*PROMPT:* Required from the data below: the exact lines starting at the line containing "Target: window" and ending at the line containing "point: dark hair", with both ends kept and all pictures dropped.

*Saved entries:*
# # # # # # #

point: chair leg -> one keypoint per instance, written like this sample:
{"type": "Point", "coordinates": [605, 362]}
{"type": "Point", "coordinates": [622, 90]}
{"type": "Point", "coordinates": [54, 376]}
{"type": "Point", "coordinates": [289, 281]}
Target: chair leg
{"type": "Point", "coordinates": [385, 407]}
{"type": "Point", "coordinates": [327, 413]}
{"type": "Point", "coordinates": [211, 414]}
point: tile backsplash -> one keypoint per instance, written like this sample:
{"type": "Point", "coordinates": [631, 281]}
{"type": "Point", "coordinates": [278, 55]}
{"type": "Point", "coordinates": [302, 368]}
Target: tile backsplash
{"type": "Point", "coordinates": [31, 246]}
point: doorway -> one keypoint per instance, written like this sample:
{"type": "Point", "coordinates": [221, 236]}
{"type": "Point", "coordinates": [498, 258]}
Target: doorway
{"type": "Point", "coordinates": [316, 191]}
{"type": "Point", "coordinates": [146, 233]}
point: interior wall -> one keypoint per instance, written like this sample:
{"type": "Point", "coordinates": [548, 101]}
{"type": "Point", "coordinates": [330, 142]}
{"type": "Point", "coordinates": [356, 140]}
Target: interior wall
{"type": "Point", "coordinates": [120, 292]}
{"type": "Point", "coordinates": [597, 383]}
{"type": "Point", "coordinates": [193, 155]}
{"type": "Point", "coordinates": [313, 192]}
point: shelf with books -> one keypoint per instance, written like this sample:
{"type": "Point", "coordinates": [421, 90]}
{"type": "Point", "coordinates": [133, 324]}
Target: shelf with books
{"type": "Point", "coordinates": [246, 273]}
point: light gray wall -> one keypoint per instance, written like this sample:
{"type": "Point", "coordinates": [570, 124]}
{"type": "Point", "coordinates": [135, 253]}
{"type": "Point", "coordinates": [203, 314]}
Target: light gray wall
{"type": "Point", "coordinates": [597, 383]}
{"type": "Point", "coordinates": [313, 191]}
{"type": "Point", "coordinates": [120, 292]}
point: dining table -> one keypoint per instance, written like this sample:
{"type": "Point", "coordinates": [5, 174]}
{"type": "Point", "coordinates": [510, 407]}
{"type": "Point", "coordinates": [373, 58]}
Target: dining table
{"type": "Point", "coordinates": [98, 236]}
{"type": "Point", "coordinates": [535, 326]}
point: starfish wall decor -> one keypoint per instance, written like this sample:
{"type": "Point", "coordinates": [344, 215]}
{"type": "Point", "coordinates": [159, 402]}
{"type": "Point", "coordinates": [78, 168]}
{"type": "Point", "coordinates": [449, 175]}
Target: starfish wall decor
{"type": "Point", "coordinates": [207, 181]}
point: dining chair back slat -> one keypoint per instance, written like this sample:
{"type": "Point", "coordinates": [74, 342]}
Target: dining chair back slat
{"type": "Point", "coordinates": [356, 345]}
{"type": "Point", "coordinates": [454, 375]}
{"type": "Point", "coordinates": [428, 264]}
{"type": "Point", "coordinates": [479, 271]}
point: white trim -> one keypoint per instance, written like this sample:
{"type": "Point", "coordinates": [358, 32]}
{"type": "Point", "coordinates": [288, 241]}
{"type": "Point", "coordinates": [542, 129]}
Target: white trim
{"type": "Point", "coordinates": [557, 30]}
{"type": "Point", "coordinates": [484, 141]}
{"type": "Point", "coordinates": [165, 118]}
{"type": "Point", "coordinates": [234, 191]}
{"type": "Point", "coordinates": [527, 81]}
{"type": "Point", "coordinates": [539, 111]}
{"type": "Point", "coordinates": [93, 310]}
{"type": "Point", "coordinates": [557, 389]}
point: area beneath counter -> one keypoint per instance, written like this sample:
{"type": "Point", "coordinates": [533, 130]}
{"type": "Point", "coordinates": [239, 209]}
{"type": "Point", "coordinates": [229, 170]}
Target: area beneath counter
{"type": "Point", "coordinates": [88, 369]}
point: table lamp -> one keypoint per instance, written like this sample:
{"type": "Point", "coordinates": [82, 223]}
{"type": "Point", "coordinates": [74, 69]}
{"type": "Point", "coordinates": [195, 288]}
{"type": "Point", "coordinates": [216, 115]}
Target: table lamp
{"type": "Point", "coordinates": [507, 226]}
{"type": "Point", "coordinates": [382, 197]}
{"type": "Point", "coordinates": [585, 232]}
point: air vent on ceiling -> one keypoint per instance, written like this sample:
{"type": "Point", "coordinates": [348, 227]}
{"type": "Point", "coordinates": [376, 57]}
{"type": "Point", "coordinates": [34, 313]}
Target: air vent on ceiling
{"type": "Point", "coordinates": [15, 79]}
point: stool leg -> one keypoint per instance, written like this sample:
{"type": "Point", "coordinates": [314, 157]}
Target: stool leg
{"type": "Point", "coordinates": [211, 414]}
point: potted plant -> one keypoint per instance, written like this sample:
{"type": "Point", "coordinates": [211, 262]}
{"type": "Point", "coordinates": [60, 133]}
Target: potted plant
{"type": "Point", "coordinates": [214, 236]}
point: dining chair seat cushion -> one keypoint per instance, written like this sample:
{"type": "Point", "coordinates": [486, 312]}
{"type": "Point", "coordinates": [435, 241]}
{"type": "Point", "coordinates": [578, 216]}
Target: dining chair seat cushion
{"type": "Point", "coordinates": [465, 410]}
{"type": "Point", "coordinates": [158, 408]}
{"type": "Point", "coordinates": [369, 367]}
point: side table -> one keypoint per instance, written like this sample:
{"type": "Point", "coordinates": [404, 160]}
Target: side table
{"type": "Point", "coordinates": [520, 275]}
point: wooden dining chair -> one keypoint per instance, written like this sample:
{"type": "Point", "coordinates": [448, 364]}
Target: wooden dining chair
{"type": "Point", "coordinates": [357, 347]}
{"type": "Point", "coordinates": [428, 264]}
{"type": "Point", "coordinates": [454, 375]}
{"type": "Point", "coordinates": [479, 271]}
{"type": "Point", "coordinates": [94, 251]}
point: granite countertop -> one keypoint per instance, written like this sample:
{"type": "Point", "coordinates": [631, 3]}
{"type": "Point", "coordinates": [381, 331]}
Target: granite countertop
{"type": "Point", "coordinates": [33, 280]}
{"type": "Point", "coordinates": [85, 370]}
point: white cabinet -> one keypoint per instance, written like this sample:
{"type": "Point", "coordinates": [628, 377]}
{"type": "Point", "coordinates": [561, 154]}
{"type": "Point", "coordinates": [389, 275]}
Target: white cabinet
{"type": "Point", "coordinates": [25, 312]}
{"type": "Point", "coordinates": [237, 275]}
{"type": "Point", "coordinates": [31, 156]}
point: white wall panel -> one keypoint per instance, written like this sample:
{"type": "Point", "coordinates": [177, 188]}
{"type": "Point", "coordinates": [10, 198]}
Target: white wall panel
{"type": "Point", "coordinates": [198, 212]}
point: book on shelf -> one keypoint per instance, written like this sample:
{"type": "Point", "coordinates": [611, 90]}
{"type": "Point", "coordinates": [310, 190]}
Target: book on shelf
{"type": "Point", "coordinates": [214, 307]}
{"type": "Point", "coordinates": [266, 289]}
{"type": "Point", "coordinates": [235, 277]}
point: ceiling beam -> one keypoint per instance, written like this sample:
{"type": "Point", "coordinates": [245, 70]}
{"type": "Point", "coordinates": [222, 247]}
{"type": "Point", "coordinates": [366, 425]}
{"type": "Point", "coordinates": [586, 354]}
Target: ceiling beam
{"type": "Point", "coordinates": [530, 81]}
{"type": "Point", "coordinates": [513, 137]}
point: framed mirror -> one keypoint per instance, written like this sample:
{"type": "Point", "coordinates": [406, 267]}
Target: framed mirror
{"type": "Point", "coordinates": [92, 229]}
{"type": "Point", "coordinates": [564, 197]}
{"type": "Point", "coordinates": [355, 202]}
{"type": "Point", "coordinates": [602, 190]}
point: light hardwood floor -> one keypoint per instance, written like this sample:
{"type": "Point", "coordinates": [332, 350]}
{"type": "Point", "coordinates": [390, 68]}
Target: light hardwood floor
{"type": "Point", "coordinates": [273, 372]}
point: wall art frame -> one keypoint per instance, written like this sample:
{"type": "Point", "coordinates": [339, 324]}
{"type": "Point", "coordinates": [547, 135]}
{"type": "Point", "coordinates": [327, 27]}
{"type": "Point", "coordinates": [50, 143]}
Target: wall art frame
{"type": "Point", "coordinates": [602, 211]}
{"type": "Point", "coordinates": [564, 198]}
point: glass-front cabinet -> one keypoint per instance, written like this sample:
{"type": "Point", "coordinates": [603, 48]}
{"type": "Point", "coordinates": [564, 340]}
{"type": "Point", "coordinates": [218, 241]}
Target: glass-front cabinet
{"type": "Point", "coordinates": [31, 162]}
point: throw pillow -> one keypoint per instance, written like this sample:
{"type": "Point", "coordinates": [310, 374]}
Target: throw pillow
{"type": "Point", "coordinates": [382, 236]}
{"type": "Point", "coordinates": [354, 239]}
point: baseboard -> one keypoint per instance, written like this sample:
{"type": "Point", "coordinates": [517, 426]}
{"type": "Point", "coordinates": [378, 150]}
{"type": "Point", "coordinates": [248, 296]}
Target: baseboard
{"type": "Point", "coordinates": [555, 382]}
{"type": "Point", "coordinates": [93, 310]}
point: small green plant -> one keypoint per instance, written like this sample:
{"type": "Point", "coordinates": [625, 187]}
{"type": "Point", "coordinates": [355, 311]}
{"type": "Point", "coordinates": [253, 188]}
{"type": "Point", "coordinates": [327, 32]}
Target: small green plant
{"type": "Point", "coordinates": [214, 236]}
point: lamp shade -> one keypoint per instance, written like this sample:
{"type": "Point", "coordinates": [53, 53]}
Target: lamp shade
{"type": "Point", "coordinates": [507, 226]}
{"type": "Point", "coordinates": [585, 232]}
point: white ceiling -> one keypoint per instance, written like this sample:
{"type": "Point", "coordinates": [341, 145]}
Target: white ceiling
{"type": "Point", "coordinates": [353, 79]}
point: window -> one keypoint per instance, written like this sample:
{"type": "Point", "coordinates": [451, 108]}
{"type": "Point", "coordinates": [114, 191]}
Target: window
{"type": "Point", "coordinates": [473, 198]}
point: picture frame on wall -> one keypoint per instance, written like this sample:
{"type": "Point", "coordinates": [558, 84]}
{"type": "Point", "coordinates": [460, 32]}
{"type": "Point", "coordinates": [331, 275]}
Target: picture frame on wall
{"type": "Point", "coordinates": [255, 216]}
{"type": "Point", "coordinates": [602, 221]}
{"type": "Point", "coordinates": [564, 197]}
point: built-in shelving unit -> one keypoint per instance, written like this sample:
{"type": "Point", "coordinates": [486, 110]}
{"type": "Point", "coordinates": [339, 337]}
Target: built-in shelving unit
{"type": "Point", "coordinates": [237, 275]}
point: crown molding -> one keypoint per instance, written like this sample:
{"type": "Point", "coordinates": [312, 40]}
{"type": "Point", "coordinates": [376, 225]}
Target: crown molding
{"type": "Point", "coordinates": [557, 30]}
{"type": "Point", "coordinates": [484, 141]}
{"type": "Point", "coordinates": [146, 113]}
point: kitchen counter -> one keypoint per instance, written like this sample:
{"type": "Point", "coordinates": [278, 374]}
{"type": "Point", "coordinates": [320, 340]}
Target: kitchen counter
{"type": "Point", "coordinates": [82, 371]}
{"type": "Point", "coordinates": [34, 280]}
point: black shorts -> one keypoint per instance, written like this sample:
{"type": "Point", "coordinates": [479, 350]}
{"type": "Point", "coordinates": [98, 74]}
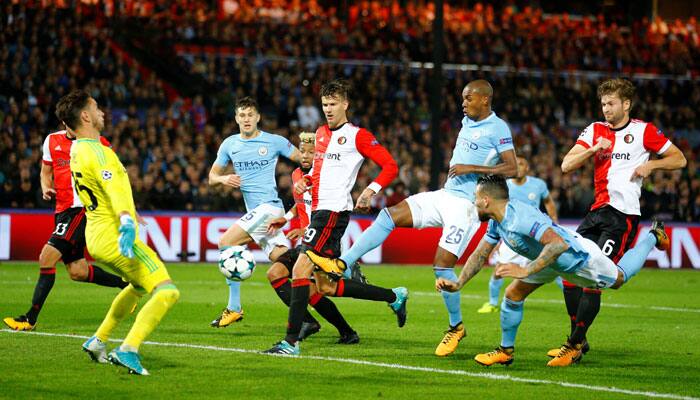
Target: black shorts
{"type": "Point", "coordinates": [325, 231]}
{"type": "Point", "coordinates": [612, 230]}
{"type": "Point", "coordinates": [68, 236]}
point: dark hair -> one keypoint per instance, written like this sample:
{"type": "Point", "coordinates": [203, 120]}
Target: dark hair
{"type": "Point", "coordinates": [69, 107]}
{"type": "Point", "coordinates": [246, 102]}
{"type": "Point", "coordinates": [619, 86]}
{"type": "Point", "coordinates": [494, 185]}
{"type": "Point", "coordinates": [336, 88]}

# # # # # # #

*ANSWER SPACE:*
Target: window
{"type": "Point", "coordinates": [473, 198]}
point: picture frame on wall -> one keypoint per instance, written like this sample:
{"type": "Point", "coordinates": [558, 84]}
{"type": "Point", "coordinates": [460, 32]}
{"type": "Point", "coordinates": [331, 275]}
Target: picture frame on wall
{"type": "Point", "coordinates": [255, 216]}
{"type": "Point", "coordinates": [602, 221]}
{"type": "Point", "coordinates": [564, 197]}
point: built-in shelving unit -> one keypoint per instance, written like this sample:
{"type": "Point", "coordinates": [486, 110]}
{"type": "Point", "coordinates": [339, 337]}
Target: built-in shelving unit
{"type": "Point", "coordinates": [237, 275]}
point: crown molding -> one keypoint per instance, written like this sample:
{"type": "Point", "coordinates": [312, 40]}
{"type": "Point", "coordinates": [376, 225]}
Target: crown molding
{"type": "Point", "coordinates": [557, 30]}
{"type": "Point", "coordinates": [484, 141]}
{"type": "Point", "coordinates": [146, 113]}
point: kitchen counter -> one keypoint per instance, written like this sample:
{"type": "Point", "coordinates": [278, 374]}
{"type": "Point", "coordinates": [320, 340]}
Target: kitchen counter
{"type": "Point", "coordinates": [82, 371]}
{"type": "Point", "coordinates": [34, 280]}
point: black shorts -> one keypoint per instance, written like this sample:
{"type": "Point", "coordinates": [479, 350]}
{"type": "Point", "coordinates": [98, 74]}
Target: black shorts
{"type": "Point", "coordinates": [325, 231]}
{"type": "Point", "coordinates": [612, 230]}
{"type": "Point", "coordinates": [68, 236]}
point: dark hair -> one keypoint per instance, written like this sample:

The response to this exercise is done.